Written instruction A: In the forum thread below on complex analysis, what are functions given by a power series representation called?

START Quoted passage

So is following true? $g(z)=\frac{z}{f(z)}=\frac{z}{\frac{z}{\bar{z}}}= \bar{z}=x-iy \Rightarrow u(x,y)=x, v(x,y)=-y \Rightarrow$ $u_x=1 \neq -1=v_y$ and $u_y=0=-v_x=-0 \Rightarrow$ $g(z)$ is not analytic? But if this true how do you use principle 4 to conclude that $f(z)$ is also analytic? Is $f(z)$ analytic? –  laovultai Sep 15 '12 at 11:18
    
Excuse me, but how do you get that $f(z)$ is analytic? Or is it analytic? –  laovultai Sep 15 '12 at 11:39
    
@alvoutila: (When I typed in my last answer your question was not displayed completely. I have therefore deleted it.) The logic is as follows: If $f(z):=z/\bar z$ were analytic, then $g(z):=z/f(z)=\bar z$ were analytic as well. Since this is not the case, it follows that this $f$ is not analytic. –  Christian Blatter Sep 15 '12 at 15:47

Perhaps to be a bit technical, it is not an immediately obvious observation (although it certainly is a well known one) that a complex differentiable function is "analytic" in the traditional sense of the word. As I was taught, a complex differentiable function is called holomorphic while functions given by a power series representation are termed analytic. It just so happens through a rather happy coincidence that the two concepts are equivalent in the complex plane, that is, holomorphic functions are automatically $C^\infty$ and have a convergent Taylor series. However, I believe there is merit in distinguishing the two concepts, for several important reasons.

END Quoted passage
START Data for processing

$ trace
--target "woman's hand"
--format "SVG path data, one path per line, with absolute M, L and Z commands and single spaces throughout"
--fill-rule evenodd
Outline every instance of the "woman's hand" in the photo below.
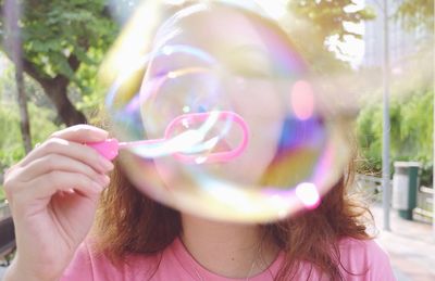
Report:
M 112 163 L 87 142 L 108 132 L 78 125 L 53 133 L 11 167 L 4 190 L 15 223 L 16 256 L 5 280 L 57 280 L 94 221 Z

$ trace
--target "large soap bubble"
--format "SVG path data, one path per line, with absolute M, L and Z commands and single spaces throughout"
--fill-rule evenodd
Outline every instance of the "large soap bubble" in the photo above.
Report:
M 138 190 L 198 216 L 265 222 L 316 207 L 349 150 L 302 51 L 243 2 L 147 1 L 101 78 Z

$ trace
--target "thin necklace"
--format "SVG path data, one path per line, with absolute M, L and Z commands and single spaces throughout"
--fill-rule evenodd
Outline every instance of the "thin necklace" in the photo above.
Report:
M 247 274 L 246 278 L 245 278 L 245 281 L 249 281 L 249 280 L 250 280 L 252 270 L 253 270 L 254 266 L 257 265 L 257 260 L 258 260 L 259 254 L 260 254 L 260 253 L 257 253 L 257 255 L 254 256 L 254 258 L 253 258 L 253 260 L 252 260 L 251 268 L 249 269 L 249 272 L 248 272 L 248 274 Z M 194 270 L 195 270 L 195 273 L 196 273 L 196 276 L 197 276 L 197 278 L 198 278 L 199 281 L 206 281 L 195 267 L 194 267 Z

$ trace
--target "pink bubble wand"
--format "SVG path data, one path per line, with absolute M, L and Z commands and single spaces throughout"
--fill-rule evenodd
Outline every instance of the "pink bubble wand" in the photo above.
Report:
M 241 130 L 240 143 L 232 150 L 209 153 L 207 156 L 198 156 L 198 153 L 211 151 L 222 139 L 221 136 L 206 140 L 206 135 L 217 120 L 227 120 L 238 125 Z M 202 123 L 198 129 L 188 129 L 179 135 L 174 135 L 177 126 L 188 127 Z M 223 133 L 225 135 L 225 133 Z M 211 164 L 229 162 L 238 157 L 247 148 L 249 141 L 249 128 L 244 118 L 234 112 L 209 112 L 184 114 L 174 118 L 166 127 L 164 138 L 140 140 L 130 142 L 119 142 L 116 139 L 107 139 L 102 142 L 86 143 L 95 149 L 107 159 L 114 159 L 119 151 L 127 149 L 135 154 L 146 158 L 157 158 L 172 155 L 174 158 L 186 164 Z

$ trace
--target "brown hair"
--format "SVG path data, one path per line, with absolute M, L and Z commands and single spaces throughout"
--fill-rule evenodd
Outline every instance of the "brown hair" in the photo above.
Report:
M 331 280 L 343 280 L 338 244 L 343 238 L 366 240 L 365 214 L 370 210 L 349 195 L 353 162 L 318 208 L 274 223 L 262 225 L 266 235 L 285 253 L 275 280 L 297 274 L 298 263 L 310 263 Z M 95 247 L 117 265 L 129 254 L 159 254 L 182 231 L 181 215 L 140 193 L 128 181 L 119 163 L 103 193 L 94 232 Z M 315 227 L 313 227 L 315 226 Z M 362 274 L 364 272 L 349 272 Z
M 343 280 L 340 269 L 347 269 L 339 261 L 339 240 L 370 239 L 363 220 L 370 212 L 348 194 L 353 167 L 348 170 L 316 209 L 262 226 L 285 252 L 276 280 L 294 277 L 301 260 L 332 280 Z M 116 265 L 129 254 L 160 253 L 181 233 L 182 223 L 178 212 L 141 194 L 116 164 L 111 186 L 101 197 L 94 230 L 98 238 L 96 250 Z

END Data for processing

Written instruction B: Extract every line of the rows above that contains the string "photo", matching case exactly.

Right answer A: They are called analytic.

Right answer B:
Outline every instance of the "woman's hand" in the photo below.
Outline every instance of the "large soap bubble" in the photo above.
Outline every instance of the "thin necklace" in the photo above.
Outline every instance of the "pink bubble wand" in the photo above.
Outline every instance of the "brown hair" in the photo above.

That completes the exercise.